━━━ SUPPLIED RECORDS ━━━

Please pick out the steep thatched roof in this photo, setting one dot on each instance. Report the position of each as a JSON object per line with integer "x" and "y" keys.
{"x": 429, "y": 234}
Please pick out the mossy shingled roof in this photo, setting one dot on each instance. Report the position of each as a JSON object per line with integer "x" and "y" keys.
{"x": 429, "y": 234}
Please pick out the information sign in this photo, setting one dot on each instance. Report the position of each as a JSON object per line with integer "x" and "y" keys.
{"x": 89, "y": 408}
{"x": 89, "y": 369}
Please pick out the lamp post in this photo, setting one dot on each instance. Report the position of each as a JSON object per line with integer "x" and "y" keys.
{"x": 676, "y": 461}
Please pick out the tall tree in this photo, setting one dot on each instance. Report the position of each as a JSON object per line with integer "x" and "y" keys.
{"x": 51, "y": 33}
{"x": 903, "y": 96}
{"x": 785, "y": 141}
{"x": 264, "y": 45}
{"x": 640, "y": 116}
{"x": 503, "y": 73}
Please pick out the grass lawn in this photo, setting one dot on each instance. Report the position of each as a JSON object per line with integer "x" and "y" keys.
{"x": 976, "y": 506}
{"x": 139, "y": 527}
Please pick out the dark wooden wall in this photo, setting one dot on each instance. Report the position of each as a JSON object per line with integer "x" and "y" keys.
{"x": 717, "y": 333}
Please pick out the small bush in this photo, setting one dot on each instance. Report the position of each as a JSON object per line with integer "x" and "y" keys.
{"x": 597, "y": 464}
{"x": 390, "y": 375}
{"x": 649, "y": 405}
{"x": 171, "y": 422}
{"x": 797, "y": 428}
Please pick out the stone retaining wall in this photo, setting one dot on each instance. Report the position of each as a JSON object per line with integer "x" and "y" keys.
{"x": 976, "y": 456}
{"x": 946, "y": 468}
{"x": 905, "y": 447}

━━━

**GOAL:** Write out all the entries exactly.

**CORRECT ANSWER:**
Please pick out the steep thatched roof in this photo, setting one dot on each instance. Report the position of each as a JSON object per line with integer "x" and "y" keys.
{"x": 429, "y": 234}
Please pick out the mossy shingled roof in this photo, setting one dot on each instance. Report the position of each as a JSON object per line with integer "x" and "y" keys.
{"x": 429, "y": 234}
Please pick out the information sign in this photo, setting one dot on each instance. Report the position of each as a JSON object per line with integer "x" and "y" keys.
{"x": 89, "y": 408}
{"x": 89, "y": 369}
Please pick out the lamp post in this photo, setting one dot on each instance. Report the position of each as a JSON object per line with integer "x" and "y" keys.
{"x": 676, "y": 461}
Please pick out the tall tree in this photo, setting one dot on each instance. Report the position of each as a JSON object per line with integer "x" and "y" keys.
{"x": 51, "y": 33}
{"x": 903, "y": 96}
{"x": 785, "y": 141}
{"x": 264, "y": 45}
{"x": 640, "y": 116}
{"x": 503, "y": 73}
Please pick out the grass lawn in this photo, setting one dot on each instance. Report the position of each as a JSON object per line with integer "x" and "y" keys.
{"x": 976, "y": 506}
{"x": 139, "y": 527}
Please pick out the dark wooden wall in this photo, setting one dot on each instance. Report the position of each as a JSON object per line with integer "x" and "y" keys.
{"x": 717, "y": 333}
Please pick out the small bush in this photo, setting one dot on each instance. Report the position of each as a JSON object per line with integer "x" and "y" keys.
{"x": 597, "y": 464}
{"x": 390, "y": 375}
{"x": 649, "y": 405}
{"x": 171, "y": 422}
{"x": 797, "y": 428}
Please pick out the stone retaining wall in this photo, setting one dot on each instance. Report the position of each as a JSON object per line with integer "x" and "y" keys.
{"x": 976, "y": 456}
{"x": 946, "y": 468}
{"x": 905, "y": 447}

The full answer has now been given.